*** Opening of Given information ***
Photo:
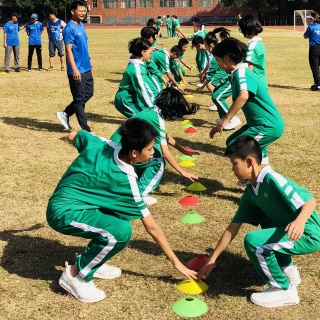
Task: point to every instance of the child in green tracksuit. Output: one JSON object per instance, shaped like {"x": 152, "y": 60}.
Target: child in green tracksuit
{"x": 217, "y": 82}
{"x": 256, "y": 56}
{"x": 136, "y": 92}
{"x": 169, "y": 103}
{"x": 290, "y": 225}
{"x": 264, "y": 121}
{"x": 96, "y": 199}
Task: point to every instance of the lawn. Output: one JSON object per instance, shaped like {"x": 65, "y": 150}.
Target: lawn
{"x": 35, "y": 154}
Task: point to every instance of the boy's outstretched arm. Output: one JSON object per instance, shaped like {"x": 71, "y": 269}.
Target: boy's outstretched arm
{"x": 72, "y": 136}
{"x": 158, "y": 235}
{"x": 227, "y": 236}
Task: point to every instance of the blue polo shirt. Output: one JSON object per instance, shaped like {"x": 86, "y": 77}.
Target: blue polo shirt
{"x": 76, "y": 35}
{"x": 34, "y": 30}
{"x": 11, "y": 29}
{"x": 313, "y": 33}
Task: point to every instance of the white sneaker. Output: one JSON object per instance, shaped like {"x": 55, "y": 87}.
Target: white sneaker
{"x": 107, "y": 272}
{"x": 64, "y": 119}
{"x": 83, "y": 290}
{"x": 213, "y": 107}
{"x": 149, "y": 201}
{"x": 275, "y": 297}
{"x": 242, "y": 183}
{"x": 293, "y": 275}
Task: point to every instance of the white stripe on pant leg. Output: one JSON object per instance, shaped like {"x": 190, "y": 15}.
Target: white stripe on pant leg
{"x": 111, "y": 244}
{"x": 218, "y": 99}
{"x": 271, "y": 247}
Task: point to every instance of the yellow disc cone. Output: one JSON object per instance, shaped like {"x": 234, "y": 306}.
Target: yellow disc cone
{"x": 186, "y": 163}
{"x": 186, "y": 121}
{"x": 192, "y": 287}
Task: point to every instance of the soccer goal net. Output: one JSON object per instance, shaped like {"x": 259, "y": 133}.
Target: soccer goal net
{"x": 300, "y": 20}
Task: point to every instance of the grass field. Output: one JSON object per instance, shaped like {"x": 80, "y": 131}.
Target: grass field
{"x": 35, "y": 154}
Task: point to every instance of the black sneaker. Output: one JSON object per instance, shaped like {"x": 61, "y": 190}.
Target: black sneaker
{"x": 314, "y": 87}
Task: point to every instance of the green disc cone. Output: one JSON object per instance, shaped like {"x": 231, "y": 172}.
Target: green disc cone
{"x": 187, "y": 125}
{"x": 196, "y": 186}
{"x": 185, "y": 157}
{"x": 186, "y": 163}
{"x": 189, "y": 307}
{"x": 192, "y": 218}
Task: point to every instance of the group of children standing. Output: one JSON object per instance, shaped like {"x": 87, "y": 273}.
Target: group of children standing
{"x": 110, "y": 182}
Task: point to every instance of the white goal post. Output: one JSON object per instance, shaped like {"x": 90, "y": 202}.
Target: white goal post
{"x": 300, "y": 20}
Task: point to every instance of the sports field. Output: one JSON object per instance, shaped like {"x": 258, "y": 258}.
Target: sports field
{"x": 35, "y": 154}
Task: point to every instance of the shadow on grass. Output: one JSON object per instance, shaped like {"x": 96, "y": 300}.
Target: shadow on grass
{"x": 32, "y": 124}
{"x": 222, "y": 280}
{"x": 35, "y": 124}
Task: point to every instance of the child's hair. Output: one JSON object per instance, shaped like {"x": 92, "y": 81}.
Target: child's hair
{"x": 137, "y": 45}
{"x": 177, "y": 50}
{"x": 210, "y": 38}
{"x": 197, "y": 25}
{"x": 243, "y": 147}
{"x": 231, "y": 47}
{"x": 136, "y": 134}
{"x": 149, "y": 32}
{"x": 197, "y": 40}
{"x": 182, "y": 42}
{"x": 195, "y": 19}
{"x": 172, "y": 103}
{"x": 223, "y": 32}
{"x": 250, "y": 26}
{"x": 75, "y": 4}
{"x": 151, "y": 22}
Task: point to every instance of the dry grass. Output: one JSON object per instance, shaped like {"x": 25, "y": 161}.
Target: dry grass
{"x": 34, "y": 155}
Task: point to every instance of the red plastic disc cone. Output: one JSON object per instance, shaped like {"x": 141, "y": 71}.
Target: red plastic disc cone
{"x": 186, "y": 121}
{"x": 192, "y": 218}
{"x": 189, "y": 307}
{"x": 197, "y": 263}
{"x": 196, "y": 186}
{"x": 185, "y": 157}
{"x": 187, "y": 125}
{"x": 190, "y": 130}
{"x": 189, "y": 201}
{"x": 186, "y": 163}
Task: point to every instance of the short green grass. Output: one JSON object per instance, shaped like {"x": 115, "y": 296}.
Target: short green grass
{"x": 34, "y": 155}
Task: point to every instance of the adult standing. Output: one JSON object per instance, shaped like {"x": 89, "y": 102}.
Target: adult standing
{"x": 54, "y": 28}
{"x": 313, "y": 34}
{"x": 79, "y": 67}
{"x": 34, "y": 31}
{"x": 11, "y": 42}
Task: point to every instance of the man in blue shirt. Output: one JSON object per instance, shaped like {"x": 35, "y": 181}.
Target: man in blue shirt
{"x": 78, "y": 67}
{"x": 34, "y": 30}
{"x": 11, "y": 42}
{"x": 54, "y": 28}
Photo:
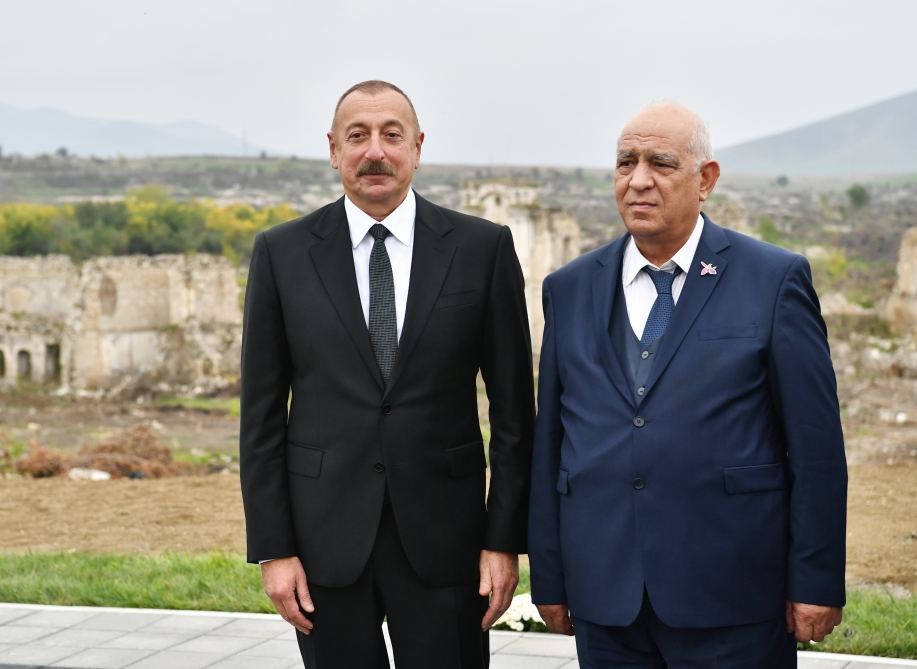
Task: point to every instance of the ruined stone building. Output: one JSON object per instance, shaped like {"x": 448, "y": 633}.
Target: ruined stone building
{"x": 175, "y": 321}
{"x": 119, "y": 321}
{"x": 545, "y": 237}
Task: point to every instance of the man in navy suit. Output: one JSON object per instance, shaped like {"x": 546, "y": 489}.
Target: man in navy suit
{"x": 689, "y": 481}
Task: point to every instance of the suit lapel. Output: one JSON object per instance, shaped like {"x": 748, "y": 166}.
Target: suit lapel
{"x": 697, "y": 290}
{"x": 333, "y": 259}
{"x": 604, "y": 285}
{"x": 430, "y": 262}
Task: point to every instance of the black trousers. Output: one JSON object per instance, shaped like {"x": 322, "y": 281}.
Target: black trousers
{"x": 429, "y": 627}
{"x": 649, "y": 643}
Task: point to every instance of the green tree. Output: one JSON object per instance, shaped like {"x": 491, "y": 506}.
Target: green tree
{"x": 26, "y": 230}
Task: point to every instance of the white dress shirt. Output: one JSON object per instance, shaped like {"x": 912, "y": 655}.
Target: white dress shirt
{"x": 639, "y": 289}
{"x": 399, "y": 245}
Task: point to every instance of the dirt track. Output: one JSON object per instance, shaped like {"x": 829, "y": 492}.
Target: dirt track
{"x": 204, "y": 513}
*** Close of Given information ***
What the task requires: Transcribe each entry exactly, pictures excluded.

The answer:
Photo:
Task: point to every instance of the child in green tracksuit. Output: one JSON object per instance, shaped like {"x": 152, "y": 60}.
Target: child in green tracksuit
{"x": 217, "y": 82}
{"x": 256, "y": 56}
{"x": 136, "y": 92}
{"x": 169, "y": 103}
{"x": 290, "y": 225}
{"x": 264, "y": 121}
{"x": 96, "y": 199}
Task: point to every instance of the lawn. Output: one JSON object per instance, shaped like {"x": 65, "y": 150}.
Target: lawn
{"x": 35, "y": 154}
Task: point to every instance of the boy's outstretched arm. Output: one JSON object per instance, shaped like {"x": 71, "y": 269}.
Target: boy's outstretched arm
{"x": 72, "y": 136}
{"x": 158, "y": 235}
{"x": 227, "y": 236}
Task: point to every instance of the blue polo shirt. Output: one JSON object per instance, shaped like {"x": 86, "y": 77}.
Target: blue polo shirt
{"x": 76, "y": 35}
{"x": 34, "y": 30}
{"x": 11, "y": 29}
{"x": 313, "y": 33}
Task: point to every instance of the white sneaker. Output: one JSON object per instance, shaped like {"x": 55, "y": 87}.
Target: white sneaker
{"x": 107, "y": 272}
{"x": 64, "y": 119}
{"x": 83, "y": 290}
{"x": 213, "y": 107}
{"x": 149, "y": 201}
{"x": 275, "y": 297}
{"x": 242, "y": 183}
{"x": 293, "y": 275}
Task: point to every instance of the white stripe on pant leg. Output: one JSON object per instance, shaped like {"x": 190, "y": 15}.
Target: white stripe on pant leg
{"x": 111, "y": 244}
{"x": 218, "y": 99}
{"x": 271, "y": 247}
Task: point to every instance of the yellow disc cone. Output: one JSON object per instance, shaped like {"x": 234, "y": 306}.
Target: yellow disc cone
{"x": 186, "y": 163}
{"x": 186, "y": 121}
{"x": 192, "y": 287}
Task: point to every instance of the soccer goal net. Output: one JSON object per instance, shaped like {"x": 259, "y": 133}.
Target: soccer goal net
{"x": 300, "y": 20}
Task: point to every instance of the grass field. Output: one JSON object per instance, shaped like {"x": 80, "y": 131}.
Target: grass field
{"x": 35, "y": 154}
Task: point to every instance of the black sneaker. Output: one JSON object per instance, shaped like {"x": 61, "y": 190}.
Target: black sneaker
{"x": 314, "y": 87}
Task: point to every instance of the green disc cone. Output: one JSON object per instance, shaped like {"x": 231, "y": 172}.
Target: green disc cone
{"x": 187, "y": 125}
{"x": 196, "y": 186}
{"x": 185, "y": 157}
{"x": 186, "y": 163}
{"x": 189, "y": 307}
{"x": 192, "y": 218}
Task: point to every instance of the group of children standing. Output: one JSON object per instance, shaped like {"x": 87, "y": 273}.
Target: group of children standing
{"x": 110, "y": 182}
Task: point to every instance of the white goal post. Output: one JSON object per instance, shaped like {"x": 90, "y": 202}.
Target: white goal post
{"x": 300, "y": 20}
Task: point to every instance of the sports field. Output: one JSON object per instance, shaped like {"x": 258, "y": 258}.
Target: sports field
{"x": 35, "y": 154}
Task: point to every instance of the shadow on grass. Output: one JSON object per instance, shaped like {"x": 96, "y": 300}.
Target: shadow on grass
{"x": 32, "y": 124}
{"x": 222, "y": 280}
{"x": 35, "y": 124}
Task: point to every instance of the child's hair. Output: one JSON object per instance, shaped like {"x": 92, "y": 81}.
Target: child's hair
{"x": 137, "y": 45}
{"x": 177, "y": 50}
{"x": 210, "y": 38}
{"x": 197, "y": 25}
{"x": 243, "y": 147}
{"x": 231, "y": 47}
{"x": 136, "y": 134}
{"x": 149, "y": 32}
{"x": 197, "y": 40}
{"x": 182, "y": 42}
{"x": 195, "y": 19}
{"x": 172, "y": 103}
{"x": 223, "y": 32}
{"x": 250, "y": 26}
{"x": 75, "y": 4}
{"x": 151, "y": 22}
Task: point to every instance of the dry grass. Output: one JSON object per instance, shaped like {"x": 25, "y": 161}.
Target: dry grass
{"x": 34, "y": 155}
Task: point to every instance of the red plastic disc cone. Output: one JSON object per instance, shaped like {"x": 141, "y": 71}.
Target: red plastic disc cone
{"x": 186, "y": 121}
{"x": 192, "y": 218}
{"x": 189, "y": 307}
{"x": 197, "y": 263}
{"x": 196, "y": 186}
{"x": 185, "y": 157}
{"x": 187, "y": 125}
{"x": 190, "y": 130}
{"x": 189, "y": 201}
{"x": 186, "y": 163}
Task: point to every instance of the short green grass. Output: one JSON object per instance, shaped like {"x": 115, "y": 296}.
Target: short green grass
{"x": 34, "y": 155}
Task: point to every instance of the adult standing. Output: one JSON object per instance, shaped like {"x": 89, "y": 102}.
Target: adult standing
{"x": 54, "y": 28}
{"x": 313, "y": 34}
{"x": 79, "y": 67}
{"x": 34, "y": 31}
{"x": 11, "y": 42}
Task: point to every instance of the man in blue shirt. Output: one JSON object per instance, shaped like {"x": 35, "y": 181}.
Target: man in blue shirt
{"x": 78, "y": 67}
{"x": 34, "y": 30}
{"x": 11, "y": 42}
{"x": 54, "y": 28}
Photo:
Task: point to every instance of the ruined stone building. Output: one JSON object per instance, shaped like {"x": 448, "y": 633}.
Target: ruined stone building
{"x": 175, "y": 321}
{"x": 119, "y": 321}
{"x": 545, "y": 237}
Task: point to every instance of the man in navy suit. Output: one JSON object per instance, shaped like {"x": 546, "y": 489}.
Target: man in navy suit
{"x": 689, "y": 481}
Task: point to every instance of the suit lapel. Output: one JSON object per instance, shaped like {"x": 748, "y": 166}.
Target: suit lapel
{"x": 697, "y": 290}
{"x": 333, "y": 259}
{"x": 604, "y": 285}
{"x": 430, "y": 262}
Task: point to every instance of the black trousers. Output: one JSON object per instance, shaped like {"x": 322, "y": 281}.
Target: black trousers
{"x": 429, "y": 627}
{"x": 649, "y": 643}
Task: point to every instance of the green tree. Output: one JSON object per instance, shaped like {"x": 491, "y": 506}.
Target: green tree
{"x": 26, "y": 230}
Task: point to every instance of the white dress shirt. Output: one JSON object per instance, shaped like {"x": 912, "y": 655}.
Target: white dress shirt
{"x": 639, "y": 289}
{"x": 399, "y": 245}
Task: point to every instance of the dirt track. Output: one JSON object per instance, shaped like {"x": 829, "y": 492}.
Target: dirt track
{"x": 204, "y": 513}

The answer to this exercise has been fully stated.